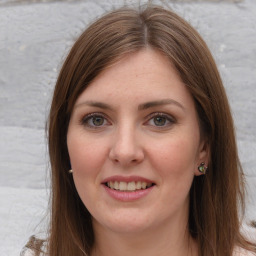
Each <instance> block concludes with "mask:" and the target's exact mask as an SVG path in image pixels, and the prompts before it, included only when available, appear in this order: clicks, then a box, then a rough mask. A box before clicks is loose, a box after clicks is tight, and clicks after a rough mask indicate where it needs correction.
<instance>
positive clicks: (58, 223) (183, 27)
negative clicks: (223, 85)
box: [30, 6, 255, 256]
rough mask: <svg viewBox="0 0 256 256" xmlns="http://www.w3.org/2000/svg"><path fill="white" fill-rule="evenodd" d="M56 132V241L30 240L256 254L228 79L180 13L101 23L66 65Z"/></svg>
mask: <svg viewBox="0 0 256 256" xmlns="http://www.w3.org/2000/svg"><path fill="white" fill-rule="evenodd" d="M48 131H49V134H48V135H49V154H50V161H51V167H52V202H51V204H52V208H51V222H50V228H49V237H48V239H47V240H46V242H45V246H41V245H39V246H36V245H37V244H40V243H39V242H34V243H32V245H31V246H30V247H32V248H34V247H41V248H42V247H44V248H43V249H42V251H43V250H44V251H45V254H43V255H50V256H57V255H58V256H59V255H61V256H65V255H69V256H70V255H76V256H79V255H90V256H95V255H101V256H103V255H160V256H161V255H173V256H175V255H193V256H194V255H195V256H196V255H203V256H208V255H218V256H224V255H225V256H227V255H230V256H231V255H253V254H252V253H253V252H255V246H254V245H253V244H252V243H250V242H249V241H247V240H246V239H245V238H244V237H243V236H242V235H241V233H240V224H241V223H240V219H239V214H238V213H239V212H240V211H241V210H242V211H243V209H244V187H243V184H244V181H243V175H242V169H241V166H240V162H239V159H238V155H237V148H236V142H235V134H234V127H233V121H232V117H231V114H230V108H229V104H228V101H227V97H226V94H225V90H224V88H223V85H222V82H221V78H220V76H219V73H218V71H217V68H216V65H215V62H214V60H213V58H212V56H211V54H210V52H209V50H208V48H207V46H206V44H205V42H204V41H203V40H202V39H201V37H200V36H199V34H198V33H197V32H196V31H195V30H194V29H193V28H192V27H191V26H190V25H189V24H188V23H187V22H185V21H184V20H183V19H182V18H180V17H178V16H177V15H176V14H174V13H173V12H171V11H169V10H164V9H163V8H161V7H157V6H148V7H146V8H145V9H143V10H140V11H137V10H133V9H126V8H122V9H119V10H116V11H113V12H111V13H110V14H107V15H105V16H103V17H102V18H100V19H99V20H97V21H96V22H95V23H93V24H92V25H91V26H90V27H89V28H88V29H87V30H86V31H85V32H84V33H83V34H82V35H81V36H80V38H79V39H78V40H77V41H76V43H75V44H74V46H73V48H72V49H71V51H70V53H69V55H68V57H67V59H66V61H65V63H64V65H63V67H62V69H61V72H60V74H59V77H58V81H57V84H56V87H55V92H54V96H53V100H52V106H51V111H50V116H49V130H48ZM242 211H241V212H242ZM35 241H37V240H35ZM33 251H34V254H32V255H36V253H38V255H39V250H37V249H36V248H34V249H33Z"/></svg>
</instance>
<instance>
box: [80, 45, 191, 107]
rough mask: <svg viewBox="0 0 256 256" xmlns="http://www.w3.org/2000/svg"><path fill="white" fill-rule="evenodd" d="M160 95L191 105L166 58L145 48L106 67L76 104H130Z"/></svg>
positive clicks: (187, 97)
mask: <svg viewBox="0 0 256 256" xmlns="http://www.w3.org/2000/svg"><path fill="white" fill-rule="evenodd" d="M161 98H176V99H177V100H179V101H182V102H184V103H186V104H187V103H188V104H189V103H190V104H191V103H192V104H193V100H192V97H191V96H190V93H189V92H188V90H187V88H186V86H185V85H184V83H183V82H182V80H181V78H180V76H179V73H178V72H177V70H176V69H175V68H174V66H173V64H172V63H171V62H170V61H169V59H168V58H167V57H166V56H164V55H163V54H161V53H159V52H158V51H155V50H152V49H151V48H146V49H143V50H141V51H139V52H136V53H132V54H129V55H125V56H124V57H123V58H121V60H119V61H117V62H116V63H114V64H113V65H111V66H109V67H107V68H106V69H105V70H104V71H103V72H101V73H100V74H99V75H98V76H97V77H96V78H95V79H94V80H93V81H92V82H91V84H90V85H89V86H88V87H87V88H86V89H85V90H84V91H83V92H82V94H81V95H80V96H79V98H78V100H77V104H79V103H81V102H82V101H84V100H95V99H97V100H102V101H108V102H109V101H113V100H115V101H120V102H119V103H124V102H127V101H129V104H132V103H136V102H137V101H147V100H151V101H152V100H159V99H161ZM112 103H113V104H114V103H115V102H112Z"/></svg>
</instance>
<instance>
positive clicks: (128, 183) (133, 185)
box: [127, 181, 136, 191]
mask: <svg viewBox="0 0 256 256" xmlns="http://www.w3.org/2000/svg"><path fill="white" fill-rule="evenodd" d="M135 189H136V186H135V182H134V181H132V182H129V183H128V184H127V190H129V191H133V190H135Z"/></svg>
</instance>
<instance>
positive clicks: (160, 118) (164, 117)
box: [153, 116, 167, 126]
mask: <svg viewBox="0 0 256 256" xmlns="http://www.w3.org/2000/svg"><path fill="white" fill-rule="evenodd" d="M153 122H154V124H155V125H156V126H164V125H165V124H166V122H167V119H166V117H164V116H156V117H154V118H153Z"/></svg>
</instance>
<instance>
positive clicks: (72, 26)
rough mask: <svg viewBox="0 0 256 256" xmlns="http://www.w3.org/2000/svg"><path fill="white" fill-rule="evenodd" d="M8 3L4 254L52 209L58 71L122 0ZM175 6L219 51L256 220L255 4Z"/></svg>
mask: <svg viewBox="0 0 256 256" xmlns="http://www.w3.org/2000/svg"><path fill="white" fill-rule="evenodd" d="M7 2H8V1H7V0H5V1H2V4H1V3H0V205H1V208H0V227H1V229H0V241H1V243H0V255H18V252H19V250H20V248H21V247H22V245H23V243H25V241H26V240H27V237H28V236H29V234H31V232H32V231H31V230H32V229H33V228H34V226H35V225H36V223H37V222H38V221H39V220H40V219H41V217H42V215H43V213H44V211H45V209H46V204H47V200H46V198H47V195H46V193H45V189H44V188H45V180H46V179H47V178H46V177H47V176H46V172H47V152H46V147H45V137H44V126H45V121H46V118H47V113H48V109H49V104H50V99H51V94H52V90H53V87H54V83H55V80H56V76H57V73H58V70H59V69H60V67H61V63H62V62H63V60H64V57H65V55H66V53H67V51H68V50H69V48H70V46H71V45H72V43H73V42H74V40H75V39H76V38H77V36H78V35H79V34H80V33H81V32H82V30H83V29H84V28H85V27H86V26H87V25H88V23H89V22H90V21H92V20H93V19H95V18H96V17H98V16H99V15H101V14H102V13H103V12H104V11H105V10H109V9H111V8H112V7H113V6H115V7H116V6H120V5H121V4H122V3H123V2H124V1H117V0H112V1H111V0H102V1H89V0H88V1H83V0H81V1H70V2H69V1H63V2H62V1H59V2H53V3H37V4H32V3H31V2H30V3H29V1H21V2H20V3H22V2H23V3H22V4H15V5H7V4H6V3H7ZM16 2H17V1H16ZM24 2H26V3H25V4H24ZM126 2H128V3H131V2H132V1H126ZM134 2H135V0H134ZM141 2H145V1H141ZM155 2H156V3H157V1H155ZM166 2H167V1H166ZM169 5H170V6H171V7H172V8H173V9H174V10H176V11H177V12H178V13H179V14H181V15H182V16H183V17H185V18H186V19H187V20H188V21H190V22H191V23H192V24H193V25H194V26H195V27H196V28H197V29H198V30H199V32H200V33H201V34H202V36H203V37H204V38H205V40H206V42H207V43H208V45H209V46H210V48H211V50H212V52H213V54H214V56H215V59H216V61H217V64H218V67H219V70H220V72H221V75H222V78H223V80H224V84H225V86H226V89H227V93H228V96H229V99H230V103H231V107H232V110H233V114H234V119H235V124H236V128H237V138H238V146H239V151H240V156H241V160H242V164H243V166H244V169H245V172H246V174H247V177H248V191H249V194H250V200H249V204H248V205H249V207H248V210H247V214H248V218H249V219H256V212H255V209H256V199H255V195H256V193H255V192H256V189H255V186H256V168H255V166H256V25H255V24H256V1H255V0H244V2H240V3H237V4H235V3H224V2H222V3H209V2H208V3H172V4H171V3H170V4H169Z"/></svg>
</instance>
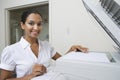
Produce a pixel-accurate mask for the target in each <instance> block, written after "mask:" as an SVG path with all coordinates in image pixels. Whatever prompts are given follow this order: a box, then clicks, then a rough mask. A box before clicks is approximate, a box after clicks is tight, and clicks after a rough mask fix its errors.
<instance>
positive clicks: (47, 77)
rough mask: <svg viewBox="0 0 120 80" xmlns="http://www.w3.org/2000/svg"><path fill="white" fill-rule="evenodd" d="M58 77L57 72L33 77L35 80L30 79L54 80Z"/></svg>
mask: <svg viewBox="0 0 120 80" xmlns="http://www.w3.org/2000/svg"><path fill="white" fill-rule="evenodd" d="M59 75H60V73H59V72H53V71H50V72H47V73H46V74H44V75H41V76H38V77H35V78H33V79H31V80H53V79H54V78H56V77H57V76H59Z"/></svg>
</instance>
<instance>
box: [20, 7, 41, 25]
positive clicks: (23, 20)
mask: <svg viewBox="0 0 120 80" xmlns="http://www.w3.org/2000/svg"><path fill="white" fill-rule="evenodd" d="M31 13H35V14H39V15H40V16H41V17H42V15H41V14H40V13H39V12H38V11H37V10H33V9H28V10H25V11H24V12H23V13H22V15H21V22H23V24H25V21H26V19H27V17H28V16H29V15H30V14H31Z"/></svg>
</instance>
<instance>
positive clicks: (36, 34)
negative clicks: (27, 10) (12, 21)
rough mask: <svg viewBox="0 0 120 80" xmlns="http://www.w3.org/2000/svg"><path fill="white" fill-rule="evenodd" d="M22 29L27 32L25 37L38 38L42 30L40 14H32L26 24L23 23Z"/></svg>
mask: <svg viewBox="0 0 120 80" xmlns="http://www.w3.org/2000/svg"><path fill="white" fill-rule="evenodd" d="M21 27H22V29H23V30H24V31H25V37H29V38H37V37H38V35H39V33H40V32H41V29H42V18H41V16H40V15H39V14H35V13H31V14H30V15H29V16H28V17H27V19H26V22H25V24H23V23H22V22H21Z"/></svg>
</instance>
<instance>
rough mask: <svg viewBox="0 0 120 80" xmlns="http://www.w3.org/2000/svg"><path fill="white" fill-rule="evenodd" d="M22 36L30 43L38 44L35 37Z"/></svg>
mask: <svg viewBox="0 0 120 80" xmlns="http://www.w3.org/2000/svg"><path fill="white" fill-rule="evenodd" d="M24 38H25V39H26V40H27V41H28V42H29V43H30V44H31V45H32V44H36V43H37V44H38V39H37V38H31V37H26V36H24Z"/></svg>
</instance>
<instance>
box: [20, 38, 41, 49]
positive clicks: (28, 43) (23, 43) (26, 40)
mask: <svg viewBox="0 0 120 80" xmlns="http://www.w3.org/2000/svg"><path fill="white" fill-rule="evenodd" d="M38 43H39V45H40V40H38ZM20 44H21V45H22V47H23V48H24V49H25V48H27V47H28V46H30V45H31V44H30V43H29V42H28V41H27V40H25V39H24V37H21V39H20Z"/></svg>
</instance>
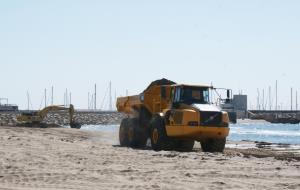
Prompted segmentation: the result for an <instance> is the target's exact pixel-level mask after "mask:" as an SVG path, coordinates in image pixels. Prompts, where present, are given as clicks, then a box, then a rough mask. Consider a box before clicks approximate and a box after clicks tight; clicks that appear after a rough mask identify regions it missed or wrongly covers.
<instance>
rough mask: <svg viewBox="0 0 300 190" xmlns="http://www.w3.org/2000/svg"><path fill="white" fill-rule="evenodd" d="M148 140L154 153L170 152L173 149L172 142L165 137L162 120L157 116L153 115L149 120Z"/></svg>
mask: <svg viewBox="0 0 300 190" xmlns="http://www.w3.org/2000/svg"><path fill="white" fill-rule="evenodd" d="M150 139H151V147H152V149H153V150H155V151H161V150H172V149H173V148H174V140H172V139H171V138H169V137H168V136H167V133H166V128H165V122H164V119H163V118H162V117H160V116H159V115H155V116H154V117H153V118H152V119H151V122H150Z"/></svg>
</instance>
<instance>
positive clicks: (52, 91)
mask: <svg viewBox="0 0 300 190" xmlns="http://www.w3.org/2000/svg"><path fill="white" fill-rule="evenodd" d="M51 105H53V86H52V88H51Z"/></svg>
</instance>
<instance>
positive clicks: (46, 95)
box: [45, 88, 47, 107]
mask: <svg viewBox="0 0 300 190" xmlns="http://www.w3.org/2000/svg"><path fill="white" fill-rule="evenodd" d="M45 107H47V89H46V88H45Z"/></svg>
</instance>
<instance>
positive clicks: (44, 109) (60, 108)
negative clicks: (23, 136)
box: [17, 104, 81, 128]
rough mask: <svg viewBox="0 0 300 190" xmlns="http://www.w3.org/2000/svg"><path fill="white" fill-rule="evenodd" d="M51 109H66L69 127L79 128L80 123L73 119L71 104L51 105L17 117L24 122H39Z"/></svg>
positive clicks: (17, 118)
mask: <svg viewBox="0 0 300 190" xmlns="http://www.w3.org/2000/svg"><path fill="white" fill-rule="evenodd" d="M52 111H68V113H69V119H70V126H71V128H80V127H81V125H80V124H79V123H76V122H75V119H74V113H75V109H74V106H73V105H72V104H71V105H70V107H65V106H63V105H52V106H48V107H45V108H44V109H42V110H41V111H38V112H36V113H33V114H32V115H29V116H28V114H27V115H21V116H19V117H18V118H17V119H18V121H20V122H25V123H41V122H42V121H43V120H44V119H45V118H46V117H47V115H48V113H49V112H52Z"/></svg>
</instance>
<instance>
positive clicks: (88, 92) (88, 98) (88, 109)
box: [88, 92, 90, 110]
mask: <svg viewBox="0 0 300 190" xmlns="http://www.w3.org/2000/svg"><path fill="white" fill-rule="evenodd" d="M89 109H90V93H89V92H88V110H89Z"/></svg>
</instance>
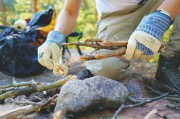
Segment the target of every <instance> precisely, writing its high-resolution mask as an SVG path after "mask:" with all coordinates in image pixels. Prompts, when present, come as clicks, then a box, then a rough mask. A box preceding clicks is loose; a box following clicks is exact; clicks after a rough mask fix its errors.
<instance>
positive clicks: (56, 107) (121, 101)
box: [55, 76, 129, 114]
----
Can you render the stretch of the records from their start through the line containing "box: [30, 6, 255, 256]" as a numbered list, both ends included, blank lines dropped and the pictures left out?

1. Each <instance> block concludes with "mask:" and the target's exact mask as an SVG path in image pixels, and the prompts before it, included only when available, appear in this order: clicks, then a box, then a rough mask. A box before clicks is loose, a box after clicks is tight, and clicks after a rough mask indicate where it needs correction.
2. <instance>
3. positive clicks: (58, 223) (183, 27)
4. negative clicks: (223, 85)
5. box: [30, 6, 255, 256]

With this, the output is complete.